Copy the passage on ideology word for word, from "In the 1960s, a" up to and including "do without them.".

PASSAGE PROVIDED:
#####

Locke’s ideas were not independently conceived and then used to create a world that now appears inescapable. They were an expression and justification of processes already underway, including both the rolling back of the ancien régime in Europe and the rolling out of a new system of appropriation and exploitation abroad. “Fatefully,” Blakely writes, “[Locke’s] doctrines had a tight ideological fit with Europe’s burgeoning project of settler colonialism in the Americas.” This makes it sound as if the fit were just a coincidence, when it was more or less intentional.

In his treatment of white supremacy, Blakely is more amenable to the idea that ideologies can be products of unequal material conditions. Of Thomas Jefferson’s pseudo-scientific theories of Black inferiority, Blakely writes, “He is quite clearly justifying in theory what was already occurring around him in practice.” As the historian Barbara J. Fields and others have shown, the ideology of white supremacy—indeed the concept of race itself—did not justify slavery before the fact. Africans were kidnapped, shipped across the Atlantic, and forced along with their children into a lifetime of coerced labor because they could be and because the developing global system of trade and production depended on free labor. Ripped out of their cultural context and transplanted into an alien world, Africans could be more easily and more cheaply exploited. Systematic white supremacy emerged to justify and reproduce a system that could not otherwise be squared with Anglo-American liberal pretensions. Similarly, Fields writes, under feudalism, “The peasants did not fall under the dominion of the nobility by virtue of being perceived as innately inferior. On the contrary, they came to be perceived as innately inferior by virtue of having fallen under the nobility’s dominion.”

Even in his discussion of white supremacy, though, Blakely tends to emphasize the worldmaking character of ideology at the cost of the ideology-making character of domination. “A cultural approach to ideology,” he writes, “makes clear how Jefferson’s pseudo-scientific speculations remain naive to the ability of ideological maps to create a world in their own image.” But this cultural approach too often suggests that it is the “creative,” “poetic” work of individual thinkers like Locke and Jefferson that is responsible for distorted perceptions of reality when these are more often the expressions of systems of domination. In such cases, we rely on ideologies not to create new worlds but to perpetuate the world as it already is.

We rely on ideologies not to create new worlds but to perpetuate the world as it already is.

 

In the 1960s, a debate broke out between the hermeneut Gadamer and the renowned German critical theorist Jürgen Habermas. Habermas accepted many of the tenets of hermeneutics but rejected Gadamer’s claims about the impossibility of transcending the hermeneutic point of view. Gadamer had sought to combat the Enlightenment’s dogmatic view of reason and its disdain for tradition and prejudice. Prejudice, or pre-judgments, are—like ideologies in Blakely’s analysis of politics—necessary preconditions for any kind of understanding. We can’t do without them.

#####

SUPPLIED DATA:
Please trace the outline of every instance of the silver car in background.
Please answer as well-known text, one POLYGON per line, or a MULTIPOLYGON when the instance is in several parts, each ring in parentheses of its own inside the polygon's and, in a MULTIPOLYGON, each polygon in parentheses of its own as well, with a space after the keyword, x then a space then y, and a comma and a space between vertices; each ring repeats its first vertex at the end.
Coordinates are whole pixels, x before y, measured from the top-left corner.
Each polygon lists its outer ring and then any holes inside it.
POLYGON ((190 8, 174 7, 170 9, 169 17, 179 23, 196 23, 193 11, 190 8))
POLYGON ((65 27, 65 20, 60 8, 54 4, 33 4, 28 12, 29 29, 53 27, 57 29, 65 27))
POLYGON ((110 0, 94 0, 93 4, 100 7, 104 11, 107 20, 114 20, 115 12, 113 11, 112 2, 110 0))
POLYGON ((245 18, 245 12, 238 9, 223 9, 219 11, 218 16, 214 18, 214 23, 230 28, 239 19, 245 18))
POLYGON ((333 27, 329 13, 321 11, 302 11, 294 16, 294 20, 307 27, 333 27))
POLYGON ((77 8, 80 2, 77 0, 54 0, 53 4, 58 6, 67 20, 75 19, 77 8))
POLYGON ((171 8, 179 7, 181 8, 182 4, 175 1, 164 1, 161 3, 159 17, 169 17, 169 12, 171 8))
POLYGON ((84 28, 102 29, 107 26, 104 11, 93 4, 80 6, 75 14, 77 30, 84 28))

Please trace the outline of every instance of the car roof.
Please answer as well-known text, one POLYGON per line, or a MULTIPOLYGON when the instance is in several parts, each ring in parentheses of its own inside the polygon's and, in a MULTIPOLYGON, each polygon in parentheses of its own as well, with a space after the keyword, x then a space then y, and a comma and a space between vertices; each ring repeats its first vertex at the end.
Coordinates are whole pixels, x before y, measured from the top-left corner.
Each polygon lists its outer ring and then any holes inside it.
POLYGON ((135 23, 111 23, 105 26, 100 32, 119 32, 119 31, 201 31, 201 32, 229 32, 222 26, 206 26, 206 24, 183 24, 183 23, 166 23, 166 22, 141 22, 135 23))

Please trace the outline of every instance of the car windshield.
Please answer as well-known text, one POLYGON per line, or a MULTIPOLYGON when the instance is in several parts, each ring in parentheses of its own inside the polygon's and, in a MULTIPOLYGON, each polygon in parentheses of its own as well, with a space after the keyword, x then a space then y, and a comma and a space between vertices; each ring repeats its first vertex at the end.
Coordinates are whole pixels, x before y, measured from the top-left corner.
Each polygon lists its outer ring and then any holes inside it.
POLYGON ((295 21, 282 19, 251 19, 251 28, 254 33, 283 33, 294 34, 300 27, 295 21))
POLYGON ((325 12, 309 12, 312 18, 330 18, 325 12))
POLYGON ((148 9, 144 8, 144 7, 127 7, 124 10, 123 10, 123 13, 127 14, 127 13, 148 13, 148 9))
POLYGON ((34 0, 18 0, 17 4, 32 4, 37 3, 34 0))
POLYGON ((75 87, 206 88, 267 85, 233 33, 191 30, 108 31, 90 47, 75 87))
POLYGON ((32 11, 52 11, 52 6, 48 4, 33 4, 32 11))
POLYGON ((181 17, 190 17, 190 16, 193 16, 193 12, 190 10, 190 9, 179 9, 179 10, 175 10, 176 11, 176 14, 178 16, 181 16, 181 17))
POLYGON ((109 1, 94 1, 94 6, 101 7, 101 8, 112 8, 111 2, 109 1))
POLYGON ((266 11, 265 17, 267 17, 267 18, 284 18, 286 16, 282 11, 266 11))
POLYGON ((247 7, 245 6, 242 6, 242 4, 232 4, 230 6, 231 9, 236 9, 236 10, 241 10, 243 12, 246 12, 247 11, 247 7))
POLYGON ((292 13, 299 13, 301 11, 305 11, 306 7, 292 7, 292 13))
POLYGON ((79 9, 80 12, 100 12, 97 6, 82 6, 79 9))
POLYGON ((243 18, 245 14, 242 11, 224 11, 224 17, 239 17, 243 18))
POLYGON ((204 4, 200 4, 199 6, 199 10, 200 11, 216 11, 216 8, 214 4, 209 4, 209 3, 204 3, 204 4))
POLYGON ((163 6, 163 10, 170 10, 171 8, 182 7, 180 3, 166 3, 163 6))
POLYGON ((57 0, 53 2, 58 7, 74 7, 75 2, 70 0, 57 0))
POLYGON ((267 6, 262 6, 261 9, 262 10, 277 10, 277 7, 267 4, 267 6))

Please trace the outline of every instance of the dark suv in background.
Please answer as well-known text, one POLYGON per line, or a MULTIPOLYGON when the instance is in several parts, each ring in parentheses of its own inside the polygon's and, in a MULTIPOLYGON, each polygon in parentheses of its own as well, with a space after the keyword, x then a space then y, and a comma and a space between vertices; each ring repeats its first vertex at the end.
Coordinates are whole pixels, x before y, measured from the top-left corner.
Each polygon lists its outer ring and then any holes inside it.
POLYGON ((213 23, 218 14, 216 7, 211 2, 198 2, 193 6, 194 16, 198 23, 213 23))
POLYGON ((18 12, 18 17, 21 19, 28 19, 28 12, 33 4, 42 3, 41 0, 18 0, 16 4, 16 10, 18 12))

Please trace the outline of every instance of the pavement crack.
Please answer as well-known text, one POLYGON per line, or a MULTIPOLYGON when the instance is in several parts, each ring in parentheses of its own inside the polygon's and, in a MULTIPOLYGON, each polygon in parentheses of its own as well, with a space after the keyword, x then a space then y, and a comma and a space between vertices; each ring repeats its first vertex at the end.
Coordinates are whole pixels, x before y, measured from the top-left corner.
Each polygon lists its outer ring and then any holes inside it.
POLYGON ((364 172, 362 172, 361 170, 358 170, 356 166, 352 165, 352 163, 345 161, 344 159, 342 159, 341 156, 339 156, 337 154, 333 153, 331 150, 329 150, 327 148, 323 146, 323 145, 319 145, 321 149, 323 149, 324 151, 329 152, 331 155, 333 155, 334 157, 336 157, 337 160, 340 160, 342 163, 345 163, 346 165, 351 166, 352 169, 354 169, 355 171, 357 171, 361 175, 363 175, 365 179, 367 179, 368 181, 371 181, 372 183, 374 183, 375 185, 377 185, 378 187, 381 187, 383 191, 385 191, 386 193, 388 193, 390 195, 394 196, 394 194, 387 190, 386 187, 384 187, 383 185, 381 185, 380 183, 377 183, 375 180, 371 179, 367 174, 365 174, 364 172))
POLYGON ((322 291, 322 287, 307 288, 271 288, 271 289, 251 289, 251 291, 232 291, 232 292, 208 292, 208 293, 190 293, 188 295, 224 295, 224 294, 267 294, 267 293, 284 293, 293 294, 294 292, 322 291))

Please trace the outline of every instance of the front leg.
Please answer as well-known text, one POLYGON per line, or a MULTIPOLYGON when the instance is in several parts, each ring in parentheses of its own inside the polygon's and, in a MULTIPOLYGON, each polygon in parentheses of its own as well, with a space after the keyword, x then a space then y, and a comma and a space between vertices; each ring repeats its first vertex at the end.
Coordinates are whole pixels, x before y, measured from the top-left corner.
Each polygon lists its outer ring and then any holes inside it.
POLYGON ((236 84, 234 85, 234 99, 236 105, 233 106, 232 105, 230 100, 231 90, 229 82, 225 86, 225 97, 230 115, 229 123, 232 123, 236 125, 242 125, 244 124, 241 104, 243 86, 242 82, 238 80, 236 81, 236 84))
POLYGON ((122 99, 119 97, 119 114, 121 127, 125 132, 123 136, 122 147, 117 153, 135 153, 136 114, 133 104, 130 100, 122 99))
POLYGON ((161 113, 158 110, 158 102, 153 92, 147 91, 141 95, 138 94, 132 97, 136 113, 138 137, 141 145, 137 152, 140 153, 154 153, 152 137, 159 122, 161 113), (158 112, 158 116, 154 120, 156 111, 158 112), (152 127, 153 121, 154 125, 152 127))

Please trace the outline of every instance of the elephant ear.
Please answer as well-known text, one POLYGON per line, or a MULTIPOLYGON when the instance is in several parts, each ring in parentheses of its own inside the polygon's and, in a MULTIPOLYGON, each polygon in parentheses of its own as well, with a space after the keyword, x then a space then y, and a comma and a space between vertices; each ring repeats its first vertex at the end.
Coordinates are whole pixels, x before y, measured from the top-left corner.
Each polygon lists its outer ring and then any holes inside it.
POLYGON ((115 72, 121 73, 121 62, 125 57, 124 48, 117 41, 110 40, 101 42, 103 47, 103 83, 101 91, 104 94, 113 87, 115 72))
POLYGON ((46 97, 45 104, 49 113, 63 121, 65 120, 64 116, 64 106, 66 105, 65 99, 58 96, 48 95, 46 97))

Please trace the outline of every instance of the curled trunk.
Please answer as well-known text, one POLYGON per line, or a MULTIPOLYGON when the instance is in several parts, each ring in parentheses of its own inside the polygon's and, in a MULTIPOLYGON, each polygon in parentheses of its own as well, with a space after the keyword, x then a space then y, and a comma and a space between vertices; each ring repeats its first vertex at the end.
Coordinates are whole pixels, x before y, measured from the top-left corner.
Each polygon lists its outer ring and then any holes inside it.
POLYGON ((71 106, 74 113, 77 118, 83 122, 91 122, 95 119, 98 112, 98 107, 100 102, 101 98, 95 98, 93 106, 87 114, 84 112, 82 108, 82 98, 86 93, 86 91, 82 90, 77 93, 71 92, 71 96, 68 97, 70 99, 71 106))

#####

FINISHED TASK:
In the 1960s, a debate broke out between the hermeneut Gadamer and the renowned German critical theorist Jürgen Habermas. Habermas accepted many of the tenets of hermeneutics but rejected Gadamer’s claims about the impossibility of transcending the hermeneutic point of view. Gadamer had sought to combat the Enlightenment’s dogmatic view of reason and its disdain for tradition and prejudice. Prejudice, or pre-judgments, are—like ideologies in Blakely’s analysis of politics—necessary preconditions for any kind of understanding. We can’t do without them.